** Text section **
There are of course many different styles, formats, media and audiences for scientific presentations, so I’m going to outline only general issues of which you should be aware when preparing and delivering that often stress-inducing presentation. There are also many different durations of a scientific talk — including, but not limited to everything from a 5-minute speed talk to a full-on, dazzling, TEDx-like performance that can last for over an hour. Many of these principles apply to the full gamut of talk types, although various elements will have to be adjusted according to format. Only experience and plenty of advice can assist you in the tweaking.

Without further ado, here are the top 15 most important things to consider when preparing and giving a scientific presentation:

  1. You must remember that a presentation is a story, not a verbal rendition of a scientific article. I’ve actually attended presentations where the uninspired scientist reads snippets from a paper without so much as looking at the audience — do not do this! As I like to say, science is a method, but results are a story. Rarely with the exception of talks about methods, should presentations go into much detail at all about how experiments were designed or what sampling protocol was used. You generally won’t have enough time and despite having spent the last three years doing nothing else but these repetitive and menial tasks, they are usually the most boring part of a paper, let alone a verbal description. Think Once upon a time, and go from there.
  2. Much like preparing to write a scientific paper, you have to get your main message straight in your own mind first. I like to use what I call the ‘three-floor lift’ rule, which essentially implies that you should be able to explain what you do, what kind of problem you’re trying to solve, and why it’s important, to a complete stranger in the time it takes to travel three floors in a lift (‘elevator’ for you non-Commonwealth types). Spend a lot of time crafting this message, then give it at random to people you meet and see if they (a) open their eyes wide and say ‘Wow!’, or (b) they glaze over and look like they wish instead that they were being poked in the eye with a sharp stick. If the latter, you have some more work to do.

** Items **
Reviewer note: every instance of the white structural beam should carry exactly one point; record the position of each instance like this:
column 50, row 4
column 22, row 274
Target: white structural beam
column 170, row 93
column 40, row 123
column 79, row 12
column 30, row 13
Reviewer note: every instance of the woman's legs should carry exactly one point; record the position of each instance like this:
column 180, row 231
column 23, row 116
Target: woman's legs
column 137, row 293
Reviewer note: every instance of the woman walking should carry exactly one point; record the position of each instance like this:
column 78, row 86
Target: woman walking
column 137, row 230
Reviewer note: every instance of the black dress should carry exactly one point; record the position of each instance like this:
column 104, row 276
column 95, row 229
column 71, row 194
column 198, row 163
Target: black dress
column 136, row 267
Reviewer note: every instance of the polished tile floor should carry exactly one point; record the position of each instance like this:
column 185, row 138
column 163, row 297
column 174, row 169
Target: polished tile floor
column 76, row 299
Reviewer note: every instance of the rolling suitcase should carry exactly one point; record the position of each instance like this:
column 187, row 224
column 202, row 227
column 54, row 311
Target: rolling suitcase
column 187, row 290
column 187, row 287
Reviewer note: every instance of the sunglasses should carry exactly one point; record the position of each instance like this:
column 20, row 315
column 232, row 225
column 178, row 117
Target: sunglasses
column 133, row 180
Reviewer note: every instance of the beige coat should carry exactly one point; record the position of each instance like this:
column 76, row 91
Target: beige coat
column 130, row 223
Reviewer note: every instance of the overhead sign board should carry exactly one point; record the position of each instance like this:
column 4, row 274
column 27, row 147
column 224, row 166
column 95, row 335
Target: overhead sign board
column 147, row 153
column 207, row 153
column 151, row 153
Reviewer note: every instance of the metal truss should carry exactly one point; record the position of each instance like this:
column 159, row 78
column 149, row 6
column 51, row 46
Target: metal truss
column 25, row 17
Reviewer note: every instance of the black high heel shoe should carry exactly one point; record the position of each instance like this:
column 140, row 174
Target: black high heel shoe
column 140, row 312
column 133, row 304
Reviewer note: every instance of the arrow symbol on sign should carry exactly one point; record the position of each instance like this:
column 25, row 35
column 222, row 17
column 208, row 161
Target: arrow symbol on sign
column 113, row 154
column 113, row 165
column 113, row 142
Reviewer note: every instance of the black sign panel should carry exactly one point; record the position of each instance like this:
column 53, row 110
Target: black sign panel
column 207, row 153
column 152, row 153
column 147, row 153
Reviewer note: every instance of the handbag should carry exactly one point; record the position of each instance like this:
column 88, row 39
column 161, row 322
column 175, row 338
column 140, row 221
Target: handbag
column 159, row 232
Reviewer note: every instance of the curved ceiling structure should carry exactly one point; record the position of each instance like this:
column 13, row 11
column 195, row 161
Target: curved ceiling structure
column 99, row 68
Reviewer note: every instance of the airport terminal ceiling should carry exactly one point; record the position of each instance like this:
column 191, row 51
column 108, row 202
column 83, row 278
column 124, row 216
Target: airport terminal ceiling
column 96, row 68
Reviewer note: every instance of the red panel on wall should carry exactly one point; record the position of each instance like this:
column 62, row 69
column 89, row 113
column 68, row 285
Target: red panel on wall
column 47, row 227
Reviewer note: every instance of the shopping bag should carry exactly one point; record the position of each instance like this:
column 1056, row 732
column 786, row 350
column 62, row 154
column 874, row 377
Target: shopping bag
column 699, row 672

** Set exercise 1 **
Render this sentence from the text on scientific presentations in Spanish: "As I like to say, science is a method, but results are a story."
** Set exercise 2 **
Extend the text on scientific presentations past its last sentence, picking up with the next point on the list.
The records were drawn from a separate source.

** Right answer 1 **
Como me gusta decir, la ciencia es un método, pero los resultados son una historia.

** Right answer 2 **
  3. Here’s a little advice on what to present. This might seem to be largely out of your control if, for example, you are a student working on a very specific topic. However, I am adamant that you do have an element of choice here. If your thesis has, for example, several components with potentially global implications, focus on those and don’t forget to couch your work in the bigger picture. Do not just explain your results within the context of some largely parochial framework. Controversies are always great, because everyone likes to perv on a good fight, and anything involving public or political discord (think climate changehuman rightsfinancial bias et alia) will even keep those at the back wide awake, even in a hot, dark room.
  4. In reference to Point 1 above, this is how you should generally structure your talk: (i) This is my main message. (ii) This is how I’m going to tell you about it. (iii) This is what I told you. Everything else is detail. Repetition is not a bad thing, because people have short attention spans and without constant reminding, they start to think about the next talk that they might want to see, the snack that they hope they eat at the break, or the fact that they haven’t yet prepared their own talk.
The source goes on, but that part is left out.